-- Start of Excerpted passage --

Jump to content

Human Readable Vrs Machine Data


Recommended Posts

In the context of a large application that will be maintained/added on to for years, what is the best choice for data communication?

For the purposes of this discussion, we are talking about using TCP to communicate between two LV applications. Each application will be updated separately. The server side will ALWAYS be up to date with the latest transmission/receiving types, the clients may be out of date at any given time, but newer transmission types will not be used on legacy clients.

Would it be better to:

Use a messaging system relying on a typedef'ed enum with variant data. (Flattened String to Variant, Variant to flattened string used for message formation/conversion.) each message has an associated typdef for variant conversion.

OR

Use a messaging system relying on a typedef'ed enum with a human readable string following the bin data of the enum. Each message has its own typedef and a string formation VI as well as a custom string parser to data.

Additionally, LVCLASSES cannot be used, so don't go there.

Would love to hear some takes including your perceived benefits/drawbacks to each system.

Link to comment

In the context of a large application that will be maintained/added on to for years, what is the best choice for data communication?

For the purposes of this discussion, we are talking about using TCP to communicate between two LV applications. Each application will be updated separately. The server side will ALWAYS be up to date with the latest transmission/receiving types, the clients may be out of date at any given time, but newer transmission types will not be used on legacy clients.

Would it be better to:

Use a messaging system relying on a typedef'ed enum with variant data. (Flattened String to Variant, Variant to flattened string used for message formation/conversion.) each message has an associated typdef for variant conversion.

OR

Use a messaging system relying on a typedef'ed enum with a human readable string following the bin data of the enum. Each message has its own typedef and a string formation VI as well as a custom string parser to data.

Additionally, LVCLASSES cannot be used, so don't go there.

Would love to hear some takes including your perceived benefits/drawbacks to each system.

Why not take a leason from the 7-Layer model and look at how packets are transfered specifically, design a generic envelope that you can pack any type of data into adn ID the type of packet. So something like

32 bits message type

32 bits length of the data

The first value will tell you what language is being used, and the length tells you how big the data is.

A quick check of th first value will tell your software if it can handle the protocol. if it can then look at the data.

Just my quick 2 cents,

Ben

Link to comment

Unless message speed is absolutely critical (and maybe not even then, given the speed of modern computers) or you need to obscure the data, I'd go with a human-readable format. There's a reason most of the major internet protocols are human-readable (HTTP and SMTP come to mind) - the communication is easy to debug, log and capture, and you can write clients in any programming language without worrying about how that platform interprets data internally.

Link to comment

Why not take a leason from the 7-Layer model and look at how packets are transfered specifically, design a generic envelope that you can pack any type of data into adn ID the type of packet. So something like

32 bits message type

32 bits length of the data

The first value will tell you what language is being used, and the length tells you how big the data is.

A quick check of th first value will tell your software if it can handle the protocol. if it can then look at the data.

Just my quick 2 cents,

Ben

thats what the variant model is doing exactly. the data is always the flattened string and it is always prepended by the type string (which itself is prepended by type string length)

-- End of Excerpted passage --
-- Start of Available data --

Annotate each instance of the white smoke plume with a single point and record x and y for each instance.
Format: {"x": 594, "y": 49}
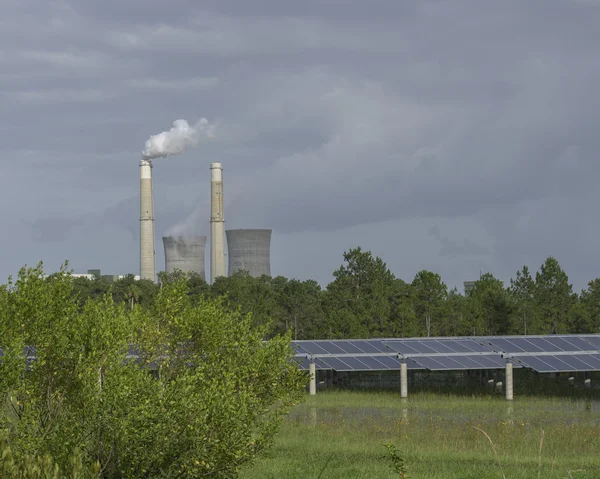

-- End of Available data --

- **Short problem 1**:
Extract the passage of the forum thread on data communication formats between "Unless message speed" and "interprets data internally.", inclusive.
- **Short problem 2**:
Answer these questions from the forum thread on data communication formats:
(a) Which protocol do the two LV applications use to communicate?
(b) Which two major internet protocols are named as human-readable examples?
(c) What two 32-bit fields make up the generic envelope suggested in the thread?
- **Short problem 3**:
According to the forum thread on data communication formats, each message has its own set of components in the human-readable string option. List all of them.

- **Correct response 1**:
Unless message speed is absolutely critical (and maybe not even then, given the speed of modern computers) or you need to obscure the data, I'd go with a human-readable format. There's a reason most of the major internet protocols are human-readable (HTTP and SMTP come to mind) - the communication is easy to debug, log and capture, and you can write clients in any programming language without worrying about how that platform interprets data internally.

- **Correct response 2**:
(a) TCP
(b) HTTP and SMTP
(c) Message type and length of the data

- **Correct response 3**:
- Its own typedef
- A string formation VI
- A custom string parser to data